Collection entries
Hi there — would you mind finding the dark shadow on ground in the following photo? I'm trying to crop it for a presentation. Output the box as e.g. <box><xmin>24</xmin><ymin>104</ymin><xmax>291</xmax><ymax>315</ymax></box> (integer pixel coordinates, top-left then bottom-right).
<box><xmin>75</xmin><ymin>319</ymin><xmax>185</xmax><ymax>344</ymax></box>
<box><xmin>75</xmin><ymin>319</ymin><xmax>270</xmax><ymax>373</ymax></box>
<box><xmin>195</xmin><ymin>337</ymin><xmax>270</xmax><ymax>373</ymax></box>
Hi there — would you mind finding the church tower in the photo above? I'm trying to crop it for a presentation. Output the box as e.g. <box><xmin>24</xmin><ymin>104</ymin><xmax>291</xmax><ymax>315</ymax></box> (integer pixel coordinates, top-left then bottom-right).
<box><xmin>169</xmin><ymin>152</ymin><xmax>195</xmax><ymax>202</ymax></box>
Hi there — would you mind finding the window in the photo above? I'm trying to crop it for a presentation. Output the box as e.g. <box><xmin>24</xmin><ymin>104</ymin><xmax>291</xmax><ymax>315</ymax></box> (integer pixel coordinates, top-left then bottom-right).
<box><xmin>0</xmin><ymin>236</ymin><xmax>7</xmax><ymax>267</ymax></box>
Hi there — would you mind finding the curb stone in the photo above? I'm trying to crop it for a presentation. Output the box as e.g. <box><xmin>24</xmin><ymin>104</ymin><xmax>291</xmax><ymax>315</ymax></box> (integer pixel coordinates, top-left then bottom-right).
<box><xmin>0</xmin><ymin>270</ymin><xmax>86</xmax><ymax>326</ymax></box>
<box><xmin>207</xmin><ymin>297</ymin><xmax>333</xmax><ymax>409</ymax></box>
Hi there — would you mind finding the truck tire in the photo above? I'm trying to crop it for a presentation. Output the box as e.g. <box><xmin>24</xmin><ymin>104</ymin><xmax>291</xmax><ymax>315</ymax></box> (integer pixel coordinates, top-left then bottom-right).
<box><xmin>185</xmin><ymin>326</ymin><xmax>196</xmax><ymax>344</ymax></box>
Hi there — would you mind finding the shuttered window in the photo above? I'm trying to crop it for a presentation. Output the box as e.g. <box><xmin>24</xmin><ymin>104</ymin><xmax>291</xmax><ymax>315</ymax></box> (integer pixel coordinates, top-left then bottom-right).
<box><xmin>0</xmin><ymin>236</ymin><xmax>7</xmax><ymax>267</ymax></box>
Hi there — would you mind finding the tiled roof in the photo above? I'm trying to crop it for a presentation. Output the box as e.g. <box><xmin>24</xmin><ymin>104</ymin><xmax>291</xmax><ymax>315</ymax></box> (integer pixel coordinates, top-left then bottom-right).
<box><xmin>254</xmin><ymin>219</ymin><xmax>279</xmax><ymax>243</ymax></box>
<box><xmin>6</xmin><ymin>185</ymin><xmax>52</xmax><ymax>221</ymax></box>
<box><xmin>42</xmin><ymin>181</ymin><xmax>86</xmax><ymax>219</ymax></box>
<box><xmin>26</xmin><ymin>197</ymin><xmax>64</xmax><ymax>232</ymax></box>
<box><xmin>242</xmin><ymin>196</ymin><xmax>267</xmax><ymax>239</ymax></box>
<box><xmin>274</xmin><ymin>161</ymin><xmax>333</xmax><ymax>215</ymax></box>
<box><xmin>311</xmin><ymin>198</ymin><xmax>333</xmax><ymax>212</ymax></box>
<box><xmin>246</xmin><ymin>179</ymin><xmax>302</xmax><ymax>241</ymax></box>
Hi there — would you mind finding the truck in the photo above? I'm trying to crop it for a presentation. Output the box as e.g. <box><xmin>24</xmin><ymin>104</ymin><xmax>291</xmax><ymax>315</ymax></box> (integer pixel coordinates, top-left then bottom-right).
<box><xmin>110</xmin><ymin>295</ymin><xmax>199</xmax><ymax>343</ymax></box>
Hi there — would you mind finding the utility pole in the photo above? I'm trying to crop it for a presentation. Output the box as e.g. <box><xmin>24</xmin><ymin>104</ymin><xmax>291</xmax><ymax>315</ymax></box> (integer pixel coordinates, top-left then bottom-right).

• THE REQUEST:
Every entry above needs to be quoted exactly.

• SOLUTION TO THE EXERCISE:
Hi there — would you mind finding the dark shadow on ground in the following photo? I'm trying to crop it for a presentation. Output the box as e.g. <box><xmin>24</xmin><ymin>104</ymin><xmax>291</xmax><ymax>315</ymax></box> (integer pixel coordinates, top-left then bottom-right).
<box><xmin>75</xmin><ymin>319</ymin><xmax>185</xmax><ymax>344</ymax></box>
<box><xmin>75</xmin><ymin>319</ymin><xmax>270</xmax><ymax>373</ymax></box>
<box><xmin>195</xmin><ymin>337</ymin><xmax>270</xmax><ymax>373</ymax></box>
Hi there — would you mind finding the church tower in the photo above? I'm trying to crop it for a presentation. Output the box as e.g. <box><xmin>24</xmin><ymin>104</ymin><xmax>291</xmax><ymax>315</ymax></box> (integer pixel coordinates, top-left then bottom-right).
<box><xmin>169</xmin><ymin>152</ymin><xmax>195</xmax><ymax>202</ymax></box>
Hi there — would you mind finding the window in the photo above? I'm trying to crop it for a presentation. Output the box as e.g. <box><xmin>24</xmin><ymin>104</ymin><xmax>291</xmax><ymax>315</ymax></box> (integer pixel coordinates, top-left then bottom-right).
<box><xmin>0</xmin><ymin>236</ymin><xmax>7</xmax><ymax>267</ymax></box>
Hi there — would you mind finding the curb stone in the photo above? I'm trying to crop it for a presentation. Output the box as e.g. <box><xmin>24</xmin><ymin>104</ymin><xmax>291</xmax><ymax>315</ymax></box> (integer pixel coordinates, top-left then bottom-right).
<box><xmin>0</xmin><ymin>270</ymin><xmax>86</xmax><ymax>326</ymax></box>
<box><xmin>207</xmin><ymin>297</ymin><xmax>333</xmax><ymax>409</ymax></box>
Hi there — would you mind finding the truck tire in the photo above? I'm trying to crop it for a presentation. Output the box as e.g. <box><xmin>24</xmin><ymin>104</ymin><xmax>291</xmax><ymax>315</ymax></box> (integer pixel coordinates, top-left then bottom-right).
<box><xmin>185</xmin><ymin>326</ymin><xmax>196</xmax><ymax>344</ymax></box>
Hi there — would you mind finding the shuttered window in the photo above? I'm trying to crop it for a presentation. Output the box as e.g. <box><xmin>24</xmin><ymin>104</ymin><xmax>291</xmax><ymax>315</ymax></box> (integer pixel coordinates, top-left then bottom-right).
<box><xmin>0</xmin><ymin>236</ymin><xmax>7</xmax><ymax>267</ymax></box>
Hi there — would you mind finding the tiled roof in the photo above? I'm trying to crop it for a presentation. Output the box as e.g. <box><xmin>24</xmin><ymin>104</ymin><xmax>291</xmax><ymax>315</ymax></box> (integer pixel coordinates, top-left then bottom-right).
<box><xmin>254</xmin><ymin>219</ymin><xmax>279</xmax><ymax>243</ymax></box>
<box><xmin>6</xmin><ymin>185</ymin><xmax>52</xmax><ymax>221</ymax></box>
<box><xmin>42</xmin><ymin>181</ymin><xmax>86</xmax><ymax>219</ymax></box>
<box><xmin>26</xmin><ymin>197</ymin><xmax>64</xmax><ymax>232</ymax></box>
<box><xmin>242</xmin><ymin>196</ymin><xmax>267</xmax><ymax>239</ymax></box>
<box><xmin>274</xmin><ymin>161</ymin><xmax>333</xmax><ymax>215</ymax></box>
<box><xmin>311</xmin><ymin>198</ymin><xmax>333</xmax><ymax>212</ymax></box>
<box><xmin>246</xmin><ymin>179</ymin><xmax>302</xmax><ymax>241</ymax></box>
Hi there — would you mind finding the truck in the photo above? I'm trying to crop it for a presentation. Output the box as e.g. <box><xmin>24</xmin><ymin>104</ymin><xmax>291</xmax><ymax>315</ymax></box> (integer pixel coordinates, top-left then bottom-right).
<box><xmin>110</xmin><ymin>295</ymin><xmax>199</xmax><ymax>343</ymax></box>
Hi there — would you mind finding the utility pole in the photo above? I'm trying to crop it for a presentation. Output the box as e.g. <box><xmin>24</xmin><ymin>104</ymin><xmax>291</xmax><ymax>315</ymax></box> (integer pixel coordinates, top-left then bottom-right).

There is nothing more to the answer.